Passage:
- - - - -

2002 September 30 Monday
Post War Afghanistan and Iraq Questions

In a harsh (and I think deserved) critique of Al Gore's recent speech about Bush's foreign policy Charles Krauthammer brings up US policy toward post-Taliban Afghanistan:

There is a serious question about how deeply involved in Afghanistan we ought to be. Are we more likely to bring stability by continuing Afghanistan's long history of decentralization and allowing warlords to act in their traditional areas of influence, or by sending an imperial army to go around imposing order in places where outsiders -- the British and the Soviets most notably -- have not had much luck imposing their own order?

The effort required for the US to try to impose a more unified and centralized government on Afghanistan would be enormous in troops required, number of years, casualties, and financial costs. It would literally take generations to be entirely successful. I think the Bush Administration has made the right choice in opting for the more minimal solution that is designed to prevent Afghanistan from again becoming a base for Al Qaeda. Yes, that means nasty regional warlords rule in various cities and districts. But this has been the case for all of the last 100 years and even longer. The alternative seems like a huge effort that provides very little benefit to the US or to the rest of the world.

The Post War Iraq Settlement Is More Important

Iraq also is a country with unnatural borders and strong internal divisions. The Shias and Kurds do not want to be ruled from Baghdad by Sunni Arabs. Even the Sunni population has many of the same characteristics that limit the political development of much of the Arab world. We should not think that after Saddam is gone we can be as successful in imposing a form of government as we were with post-WWII Japan and Germany.

- - - - -

Items:
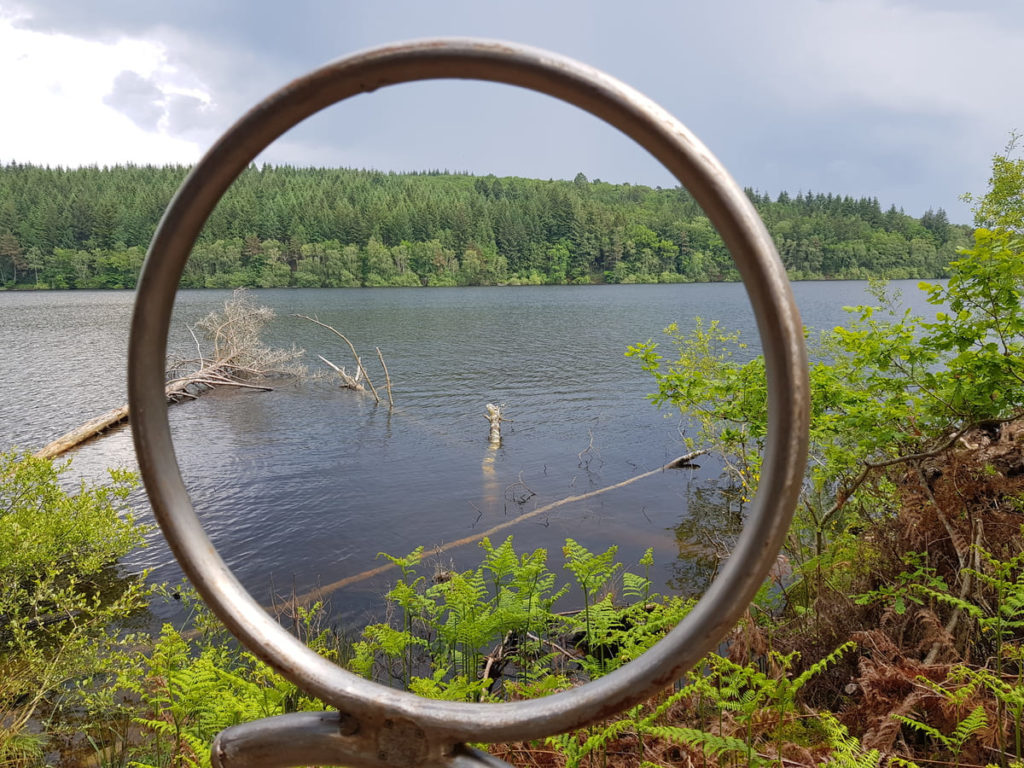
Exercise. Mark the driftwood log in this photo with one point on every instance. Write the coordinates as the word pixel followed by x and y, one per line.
pixel 239 359
pixel 323 591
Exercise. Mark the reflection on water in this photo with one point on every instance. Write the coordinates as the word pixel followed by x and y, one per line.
pixel 304 485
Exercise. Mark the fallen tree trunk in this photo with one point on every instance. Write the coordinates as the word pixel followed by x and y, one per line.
pixel 238 355
pixel 322 592
pixel 176 391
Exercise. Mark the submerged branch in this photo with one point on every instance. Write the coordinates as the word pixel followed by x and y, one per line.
pixel 682 461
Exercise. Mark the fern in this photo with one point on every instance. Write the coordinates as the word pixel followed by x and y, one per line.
pixel 712 744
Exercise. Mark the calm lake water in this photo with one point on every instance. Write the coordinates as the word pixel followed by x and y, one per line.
pixel 304 485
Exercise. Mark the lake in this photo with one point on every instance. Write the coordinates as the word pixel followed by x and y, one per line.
pixel 303 485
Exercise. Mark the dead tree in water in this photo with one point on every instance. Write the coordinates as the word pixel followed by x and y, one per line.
pixel 353 382
pixel 239 358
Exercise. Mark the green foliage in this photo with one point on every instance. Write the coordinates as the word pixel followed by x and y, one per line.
pixel 189 686
pixel 499 617
pixel 889 387
pixel 60 596
pixel 275 227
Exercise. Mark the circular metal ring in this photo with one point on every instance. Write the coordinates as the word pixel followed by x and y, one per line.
pixel 728 209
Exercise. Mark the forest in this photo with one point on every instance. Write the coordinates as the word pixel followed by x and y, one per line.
pixel 316 227
pixel 890 634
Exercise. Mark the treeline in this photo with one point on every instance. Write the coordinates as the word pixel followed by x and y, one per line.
pixel 281 226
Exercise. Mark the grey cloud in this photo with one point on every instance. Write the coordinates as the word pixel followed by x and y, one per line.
pixel 188 115
pixel 753 83
pixel 138 98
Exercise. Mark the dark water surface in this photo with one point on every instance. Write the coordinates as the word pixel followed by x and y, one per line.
pixel 304 485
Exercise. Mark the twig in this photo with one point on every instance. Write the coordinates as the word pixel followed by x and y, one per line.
pixel 355 579
pixel 554 645
pixel 355 354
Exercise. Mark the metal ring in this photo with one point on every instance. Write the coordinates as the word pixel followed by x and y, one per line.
pixel 372 705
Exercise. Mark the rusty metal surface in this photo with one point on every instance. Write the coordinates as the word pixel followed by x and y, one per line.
pixel 423 731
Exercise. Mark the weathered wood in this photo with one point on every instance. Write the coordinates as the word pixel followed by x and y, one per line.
pixel 352 382
pixel 322 592
pixel 387 378
pixel 82 433
pixel 495 419
pixel 176 390
pixel 238 355
pixel 351 346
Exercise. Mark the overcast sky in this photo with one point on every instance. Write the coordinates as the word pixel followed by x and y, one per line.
pixel 901 99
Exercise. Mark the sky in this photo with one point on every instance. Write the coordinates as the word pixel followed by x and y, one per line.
pixel 905 100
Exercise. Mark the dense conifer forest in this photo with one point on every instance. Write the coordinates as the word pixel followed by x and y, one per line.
pixel 308 227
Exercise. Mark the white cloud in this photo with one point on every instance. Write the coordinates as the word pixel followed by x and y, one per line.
pixel 58 90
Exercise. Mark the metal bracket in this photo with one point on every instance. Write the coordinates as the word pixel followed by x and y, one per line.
pixel 380 727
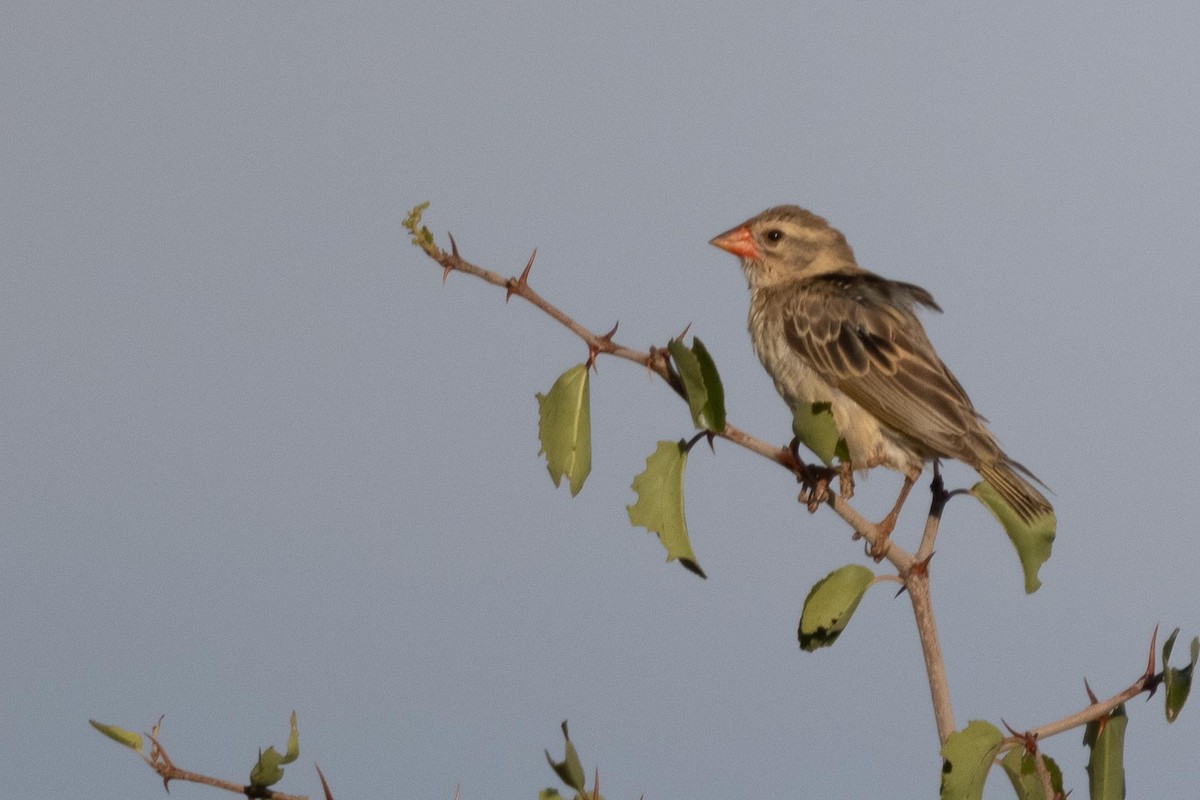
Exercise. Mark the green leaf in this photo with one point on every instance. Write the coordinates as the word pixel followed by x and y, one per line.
pixel 120 735
pixel 1023 771
pixel 659 507
pixel 569 770
pixel 421 235
pixel 1105 764
pixel 1177 680
pixel 831 603
pixel 564 428
pixel 293 741
pixel 269 768
pixel 969 755
pixel 814 426
pixel 701 384
pixel 1033 541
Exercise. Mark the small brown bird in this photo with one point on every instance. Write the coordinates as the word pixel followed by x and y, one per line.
pixel 828 331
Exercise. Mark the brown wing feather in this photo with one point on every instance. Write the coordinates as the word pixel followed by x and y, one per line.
pixel 859 332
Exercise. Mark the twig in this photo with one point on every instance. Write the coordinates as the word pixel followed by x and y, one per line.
pixel 1097 709
pixel 161 763
pixel 912 571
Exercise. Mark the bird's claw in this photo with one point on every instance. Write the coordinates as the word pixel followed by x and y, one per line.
pixel 815 485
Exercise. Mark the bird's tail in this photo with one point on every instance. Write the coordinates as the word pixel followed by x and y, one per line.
pixel 1026 501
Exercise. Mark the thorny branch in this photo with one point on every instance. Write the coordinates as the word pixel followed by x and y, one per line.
pixel 912 569
pixel 161 763
pixel 913 573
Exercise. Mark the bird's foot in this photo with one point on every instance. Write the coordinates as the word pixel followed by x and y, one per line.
pixel 882 543
pixel 815 485
pixel 846 480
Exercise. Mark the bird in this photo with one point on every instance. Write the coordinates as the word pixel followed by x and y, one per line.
pixel 829 331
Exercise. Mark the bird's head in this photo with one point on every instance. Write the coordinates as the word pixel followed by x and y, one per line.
pixel 784 244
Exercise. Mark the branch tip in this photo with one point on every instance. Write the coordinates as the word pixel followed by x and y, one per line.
pixel 1150 662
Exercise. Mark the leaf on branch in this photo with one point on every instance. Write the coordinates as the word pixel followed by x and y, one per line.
pixel 1105 765
pixel 831 603
pixel 1033 541
pixel 130 739
pixel 1023 771
pixel 564 428
pixel 269 768
pixel 421 235
pixel 570 769
pixel 814 426
pixel 701 384
pixel 659 507
pixel 967 755
pixel 1177 681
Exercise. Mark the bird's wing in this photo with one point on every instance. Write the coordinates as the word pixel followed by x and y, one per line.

- - - - -

Objectives:
**1)** In the post on postwar Afghanistan and Iraq, write out the part that opens with the words containing "There is a serious" and closes with "their own order?".
**2)** In the post on postwar Afghanistan and Iraq, which outsiders does the quoted passage name as having had little luck imposing their own order on Afghanistan?
**3)** Continue the post on postwar Afghanistan and Iraq from its last sentence.

The responses:
**1)**
There is a serious question about how deeply involved in Afghanistan we ought to be. Are we more likely to bring stability by continuing Afghanistan's long history of decentralization and allowing warlords to act in their traditional areas of influence, or by sending an imperial army to go around imposing order in places where outsiders -- the British and the Soviets most notably -- have not had much luck imposing their own order?

**2)** The British and the Soviets.

**3)**
So what to do? Should we try to create a new central government that firmly rules the entire country? Or spin off the Sunni Arab part into a federation with Jordan? Or make a federation with more devolution of power to the Kurdish and Shia regions?

Also, the oil fields are in the Kurdish region. So that makes a division especially difficult for the viability of the rest of the country. Plus, the Turks do not want an independent Kurdish state on their border that would encourage their own Kurds to try harder to secede. The US is relying on Turkish help against Saddam so its probable that Bush has promised the Turks that there will be no independent Kurdish state.

The decision of what to do with post-Saddam Iraq will have orders of magnitude greater consequences in the long run than the decision of what to do with post-Taliban Afghanistan. It is not at all clear to me what ought to be done. Unfortunately the public debate over this issue is mostly limited to discussions about whether to overthrow Saddam in the first place and the issue is usually raised by people who are arguing against the coming attack on Iraq. Well given that Bush is determined to take out Saddam's regime (a decision I fully agree with) we ought to move on to the next important question: what to do about Iraq afterwards?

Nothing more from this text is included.